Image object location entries
*****

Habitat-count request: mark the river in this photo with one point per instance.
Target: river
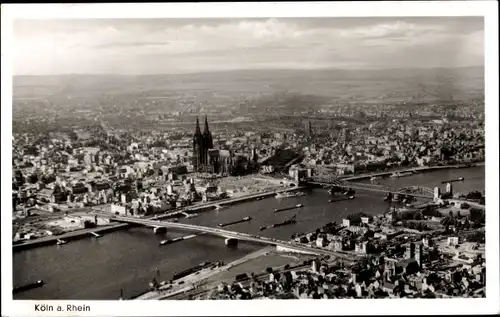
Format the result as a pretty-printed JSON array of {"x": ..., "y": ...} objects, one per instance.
[{"x": 95, "y": 269}]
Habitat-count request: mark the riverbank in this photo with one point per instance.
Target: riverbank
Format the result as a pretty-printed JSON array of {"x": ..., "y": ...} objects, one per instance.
[
  {"x": 82, "y": 233},
  {"x": 192, "y": 281},
  {"x": 421, "y": 169},
  {"x": 73, "y": 235}
]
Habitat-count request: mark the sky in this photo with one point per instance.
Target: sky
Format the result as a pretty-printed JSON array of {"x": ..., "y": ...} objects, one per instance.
[{"x": 172, "y": 46}]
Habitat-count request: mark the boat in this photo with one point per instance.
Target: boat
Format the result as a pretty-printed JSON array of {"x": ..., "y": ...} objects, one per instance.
[
  {"x": 289, "y": 194},
  {"x": 401, "y": 174},
  {"x": 234, "y": 222},
  {"x": 61, "y": 242},
  {"x": 284, "y": 223},
  {"x": 163, "y": 242},
  {"x": 29, "y": 286},
  {"x": 191, "y": 270}
]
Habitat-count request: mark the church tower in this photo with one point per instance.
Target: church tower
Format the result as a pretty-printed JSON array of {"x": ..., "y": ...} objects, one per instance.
[
  {"x": 198, "y": 147},
  {"x": 208, "y": 136}
]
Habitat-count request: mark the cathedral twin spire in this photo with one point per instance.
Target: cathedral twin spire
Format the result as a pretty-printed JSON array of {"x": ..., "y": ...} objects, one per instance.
[{"x": 202, "y": 143}]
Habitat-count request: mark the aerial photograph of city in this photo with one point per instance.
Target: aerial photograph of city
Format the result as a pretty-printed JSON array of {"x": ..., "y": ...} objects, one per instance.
[{"x": 248, "y": 158}]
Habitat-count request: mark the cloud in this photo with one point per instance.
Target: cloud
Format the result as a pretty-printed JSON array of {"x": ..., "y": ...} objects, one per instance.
[
  {"x": 130, "y": 44},
  {"x": 163, "y": 45}
]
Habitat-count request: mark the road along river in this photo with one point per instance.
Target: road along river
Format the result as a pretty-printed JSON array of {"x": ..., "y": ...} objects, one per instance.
[{"x": 98, "y": 268}]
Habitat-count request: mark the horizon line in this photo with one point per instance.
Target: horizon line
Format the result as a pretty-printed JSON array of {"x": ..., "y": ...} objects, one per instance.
[{"x": 251, "y": 69}]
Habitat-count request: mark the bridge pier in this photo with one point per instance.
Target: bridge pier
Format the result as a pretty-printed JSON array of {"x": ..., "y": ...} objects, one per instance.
[
  {"x": 158, "y": 230},
  {"x": 231, "y": 242}
]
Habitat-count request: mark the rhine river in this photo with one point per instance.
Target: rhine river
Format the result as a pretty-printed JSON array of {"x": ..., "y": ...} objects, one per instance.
[{"x": 96, "y": 269}]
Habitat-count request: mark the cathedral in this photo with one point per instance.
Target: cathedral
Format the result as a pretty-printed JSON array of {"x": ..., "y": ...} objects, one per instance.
[{"x": 202, "y": 144}]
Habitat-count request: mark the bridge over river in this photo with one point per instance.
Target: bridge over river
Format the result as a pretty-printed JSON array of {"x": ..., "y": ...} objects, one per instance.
[
  {"x": 415, "y": 191},
  {"x": 284, "y": 245}
]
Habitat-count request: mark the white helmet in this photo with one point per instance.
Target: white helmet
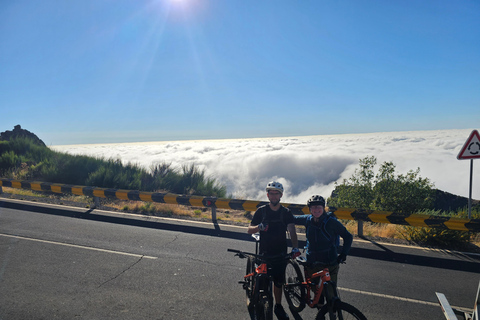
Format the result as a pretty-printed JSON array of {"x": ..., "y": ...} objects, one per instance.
[{"x": 273, "y": 185}]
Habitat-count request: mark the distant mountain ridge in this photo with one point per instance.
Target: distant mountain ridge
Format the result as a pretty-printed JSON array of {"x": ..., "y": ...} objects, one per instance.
[
  {"x": 18, "y": 132},
  {"x": 444, "y": 201}
]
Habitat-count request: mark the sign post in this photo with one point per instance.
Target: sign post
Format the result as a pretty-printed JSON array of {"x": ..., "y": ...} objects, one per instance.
[{"x": 470, "y": 150}]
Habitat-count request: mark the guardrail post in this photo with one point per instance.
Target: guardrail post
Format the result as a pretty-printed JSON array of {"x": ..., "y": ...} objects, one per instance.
[
  {"x": 96, "y": 202},
  {"x": 360, "y": 228}
]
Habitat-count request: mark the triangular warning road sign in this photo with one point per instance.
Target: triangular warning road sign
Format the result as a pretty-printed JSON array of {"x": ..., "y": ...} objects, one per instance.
[{"x": 471, "y": 148}]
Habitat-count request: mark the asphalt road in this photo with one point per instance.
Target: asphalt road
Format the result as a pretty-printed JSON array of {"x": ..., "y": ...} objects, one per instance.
[{"x": 69, "y": 263}]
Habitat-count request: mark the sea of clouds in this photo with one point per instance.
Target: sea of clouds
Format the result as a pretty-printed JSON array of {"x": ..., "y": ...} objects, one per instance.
[{"x": 304, "y": 165}]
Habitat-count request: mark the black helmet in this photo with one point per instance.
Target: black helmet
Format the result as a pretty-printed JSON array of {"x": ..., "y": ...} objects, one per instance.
[{"x": 316, "y": 200}]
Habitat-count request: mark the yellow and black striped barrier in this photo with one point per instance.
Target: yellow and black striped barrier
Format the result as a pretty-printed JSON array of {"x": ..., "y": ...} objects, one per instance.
[{"x": 416, "y": 220}]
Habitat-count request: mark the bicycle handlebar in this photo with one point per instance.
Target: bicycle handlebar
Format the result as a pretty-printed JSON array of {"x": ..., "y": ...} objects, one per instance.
[{"x": 262, "y": 258}]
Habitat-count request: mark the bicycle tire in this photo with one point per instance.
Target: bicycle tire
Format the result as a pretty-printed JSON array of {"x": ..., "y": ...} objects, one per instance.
[
  {"x": 343, "y": 311},
  {"x": 294, "y": 290},
  {"x": 264, "y": 308},
  {"x": 248, "y": 285}
]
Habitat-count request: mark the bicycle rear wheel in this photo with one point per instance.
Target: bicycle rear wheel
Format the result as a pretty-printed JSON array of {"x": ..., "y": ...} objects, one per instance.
[
  {"x": 293, "y": 288},
  {"x": 342, "y": 311},
  {"x": 248, "y": 284},
  {"x": 264, "y": 308}
]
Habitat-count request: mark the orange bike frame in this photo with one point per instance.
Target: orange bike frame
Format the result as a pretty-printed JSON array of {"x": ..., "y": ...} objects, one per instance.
[
  {"x": 261, "y": 269},
  {"x": 324, "y": 277}
]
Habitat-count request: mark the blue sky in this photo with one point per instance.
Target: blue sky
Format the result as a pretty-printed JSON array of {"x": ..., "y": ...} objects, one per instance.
[{"x": 100, "y": 71}]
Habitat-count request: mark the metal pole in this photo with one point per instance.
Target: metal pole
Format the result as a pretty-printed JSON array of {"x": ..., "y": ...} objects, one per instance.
[
  {"x": 360, "y": 228},
  {"x": 470, "y": 193}
]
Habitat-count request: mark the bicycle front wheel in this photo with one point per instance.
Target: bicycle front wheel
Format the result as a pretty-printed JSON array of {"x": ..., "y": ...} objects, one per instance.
[
  {"x": 293, "y": 288},
  {"x": 342, "y": 311}
]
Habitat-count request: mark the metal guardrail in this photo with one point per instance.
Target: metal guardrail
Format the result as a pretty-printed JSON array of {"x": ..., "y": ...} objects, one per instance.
[
  {"x": 451, "y": 313},
  {"x": 416, "y": 220}
]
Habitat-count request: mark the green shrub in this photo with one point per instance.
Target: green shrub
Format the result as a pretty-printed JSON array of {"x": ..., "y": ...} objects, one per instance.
[{"x": 437, "y": 236}]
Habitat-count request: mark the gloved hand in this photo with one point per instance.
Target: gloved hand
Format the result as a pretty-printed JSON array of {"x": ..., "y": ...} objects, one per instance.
[
  {"x": 263, "y": 227},
  {"x": 295, "y": 252}
]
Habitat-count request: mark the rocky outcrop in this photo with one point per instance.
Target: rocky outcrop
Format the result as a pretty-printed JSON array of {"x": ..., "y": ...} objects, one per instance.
[{"x": 18, "y": 132}]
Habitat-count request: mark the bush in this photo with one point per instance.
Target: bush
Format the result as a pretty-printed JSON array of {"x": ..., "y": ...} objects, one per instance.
[{"x": 22, "y": 159}]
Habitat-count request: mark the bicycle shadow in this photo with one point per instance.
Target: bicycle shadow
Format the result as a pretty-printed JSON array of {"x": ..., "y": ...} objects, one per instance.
[{"x": 295, "y": 314}]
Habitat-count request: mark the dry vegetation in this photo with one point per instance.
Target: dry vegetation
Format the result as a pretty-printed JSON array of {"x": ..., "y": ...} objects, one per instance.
[{"x": 389, "y": 232}]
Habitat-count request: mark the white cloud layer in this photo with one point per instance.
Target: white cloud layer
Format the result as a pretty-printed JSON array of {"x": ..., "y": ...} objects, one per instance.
[{"x": 304, "y": 165}]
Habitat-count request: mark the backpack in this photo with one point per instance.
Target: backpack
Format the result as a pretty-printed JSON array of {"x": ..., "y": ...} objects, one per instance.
[
  {"x": 334, "y": 239},
  {"x": 264, "y": 214}
]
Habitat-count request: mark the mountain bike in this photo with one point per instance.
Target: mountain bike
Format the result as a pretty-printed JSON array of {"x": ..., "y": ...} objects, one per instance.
[
  {"x": 257, "y": 283},
  {"x": 322, "y": 295}
]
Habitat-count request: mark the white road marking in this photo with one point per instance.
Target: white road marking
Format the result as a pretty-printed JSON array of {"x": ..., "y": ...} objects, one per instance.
[
  {"x": 78, "y": 246},
  {"x": 386, "y": 296}
]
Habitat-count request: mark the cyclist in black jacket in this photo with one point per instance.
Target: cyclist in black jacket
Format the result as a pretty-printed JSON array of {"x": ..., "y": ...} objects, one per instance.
[
  {"x": 323, "y": 233},
  {"x": 272, "y": 221}
]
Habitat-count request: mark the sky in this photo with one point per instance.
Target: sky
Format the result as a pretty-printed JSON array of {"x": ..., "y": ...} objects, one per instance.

*****

### WORK TO COMPLETE
Take the line with "Habitat-count request: mark the mountain" and all lines after it through the end of the records, and write them out exactly; include nothing else.

### ANSWER FOR THIS EXERCISE
Habitat-count request: mark the mountain bike in this photo with one point per instance.
Target: mountain bike
Format the result as a pretty-printed JSON array of {"x": ..., "y": ...} objects, one per instance.
[
  {"x": 257, "y": 283},
  {"x": 322, "y": 295}
]
Habitat-count request: mark the white road marking in this photo with one point per instance.
Target: white road marking
Format the result as a pretty-printed JSON array of {"x": ..., "y": ...} objects, one per instance.
[
  {"x": 78, "y": 246},
  {"x": 386, "y": 296}
]
Habitat-count request: mark the cyclist in black jacket in this photo with one point per instance.
Target: cyclist in black jacket
Format the result as a pretty-printed JSON array of {"x": ..., "y": ...} objects, one per instance.
[
  {"x": 323, "y": 233},
  {"x": 272, "y": 221}
]
Habitat-count request: mark the sky in this photo with one point per instance.
Target: sky
Format the result as a pretty-printed JSON array of {"x": ..., "y": ...} objects, one per instance.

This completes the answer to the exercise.